* [Compito A]:
Elenca tutte le persone indicate per nome nel brano sulla Campania.

* [Brano estratto]:
===============
Per seconda cosa, la verità sulle connivenze tra la Camorra e le istituzioni in Campania, sulla gestione dei politici che hanno devastato la Sua regione in questi anni, sulle assunzioni clientelari, sulle coperture di partito bipartisan, sulla mancata destituzione del Presidente della Regione Antonio Bassolino, sotto processo per il ruolo di commissario per l’emergenza rifiuti insieme a Pier Giorgio Romiti, ex amministratore delegato della Impregilo e ad altri nomi eccellenti. La verità sulla mancata destituzione di Rosa Russo Jervolino, sindaco di Napoli, alla quale si può imputare, senza ombra di dubbio, una totale incapacità come amministratrice per l’emergenza rifiuti. La verità sulla mancata ricerca dei responsabili delle decine di società di smaltimento dei rifiuti, così vicini ai politici e per questo inamovibili. La verità sulla loro mancata sostituzione di fronte all’evidenza del disastro annunciato.
Per terza cosa, la verità sui fondi europei, sui miliardi di euro destinati alla Campania in questi molti anni. La verità sul loro ammontare, sulla loro destinazione, sul loro utilizzo, su chi li ha gestiti, sui depuratori non funzionanti e, forse, neppure avviati, sulle bonifiche dei siti inquinati mai portate a termine, sulle strutture inesistenti per la raccolta differenziata, sugli impianti per il riciclo di carta, vetro, plastica che dovrebbero esserci, ma non ci sono.
===============
* [Voci estratte]:
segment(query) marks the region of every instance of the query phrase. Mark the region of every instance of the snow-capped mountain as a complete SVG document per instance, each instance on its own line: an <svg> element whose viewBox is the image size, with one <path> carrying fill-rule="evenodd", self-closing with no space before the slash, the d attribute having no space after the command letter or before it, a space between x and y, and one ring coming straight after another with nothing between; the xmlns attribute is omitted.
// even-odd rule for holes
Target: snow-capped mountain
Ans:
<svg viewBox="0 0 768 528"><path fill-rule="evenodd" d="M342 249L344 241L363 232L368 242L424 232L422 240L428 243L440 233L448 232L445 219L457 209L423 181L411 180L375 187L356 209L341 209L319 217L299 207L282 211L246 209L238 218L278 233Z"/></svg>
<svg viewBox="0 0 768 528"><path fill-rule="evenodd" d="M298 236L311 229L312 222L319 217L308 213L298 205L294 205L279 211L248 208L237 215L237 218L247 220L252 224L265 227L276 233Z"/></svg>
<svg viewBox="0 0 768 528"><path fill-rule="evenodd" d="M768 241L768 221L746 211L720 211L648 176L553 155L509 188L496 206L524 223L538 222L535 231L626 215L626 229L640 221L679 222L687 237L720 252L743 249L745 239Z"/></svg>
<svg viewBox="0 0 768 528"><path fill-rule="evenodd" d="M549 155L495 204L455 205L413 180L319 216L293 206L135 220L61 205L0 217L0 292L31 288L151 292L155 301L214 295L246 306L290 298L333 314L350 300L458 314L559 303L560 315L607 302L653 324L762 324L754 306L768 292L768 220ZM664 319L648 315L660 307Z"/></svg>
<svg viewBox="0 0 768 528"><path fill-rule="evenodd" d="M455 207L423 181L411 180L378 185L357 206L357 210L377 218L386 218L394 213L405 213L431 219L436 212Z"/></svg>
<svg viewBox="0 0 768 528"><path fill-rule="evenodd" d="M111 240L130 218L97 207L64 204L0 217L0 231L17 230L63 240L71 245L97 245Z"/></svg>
===============
* [Compito B]:
Riporta come tabella Markdown il tratto delle voci che va dall'inizio fino alla riga che contiene "236L311 229L312 222L319", inclusa. Usa le colonne «Numero» e «Riga della voce» e tralascia le righe vuote.

* [Risultato A]:
- Antonio Bassolino
- Pier Giorgio Romiti
- Rosa Russo Jervolino

* [Risultato B]:
| Numero | Riga della voce |
|---|---|
| 1 | segment(query) marks the region of every instance of the query phrase. Mark the region of every instance of the snow-capped mountain as a complete SVG document per instance, each instance on its own line: an <svg> element whose viewBox is the image size, with one <path> carrying fill-rule="evenodd", self-closing with no space before the slash, the d attribute having no space after the command letter or before it, a space between x and y, and one ring coming straight after another with nothing between; the xmlns attribute is omitted. |
| 2 | // even-odd rule for holes |
| 3 | Target: snow-capped mountain |
| 4 | Ans: |
| 5 | <svg viewBox="0 0 768 528"><path fill-rule="evenodd" d="M342 249L344 241L363 232L368 242L424 232L422 240L428 243L440 233L448 232L445 219L457 209L423 181L411 180L375 187L356 209L341 209L319 217L299 207L282 211L246 209L238 218L278 233Z"/></svg> |
| 6 | <svg viewBox="0 0 768 528"><path fill-rule="evenodd" d="M298 236L311 229L312 222L319 217L308 213L298 205L294 205L279 211L248 208L237 215L237 218L247 220L252 224L265 227L276 233Z"/></svg> |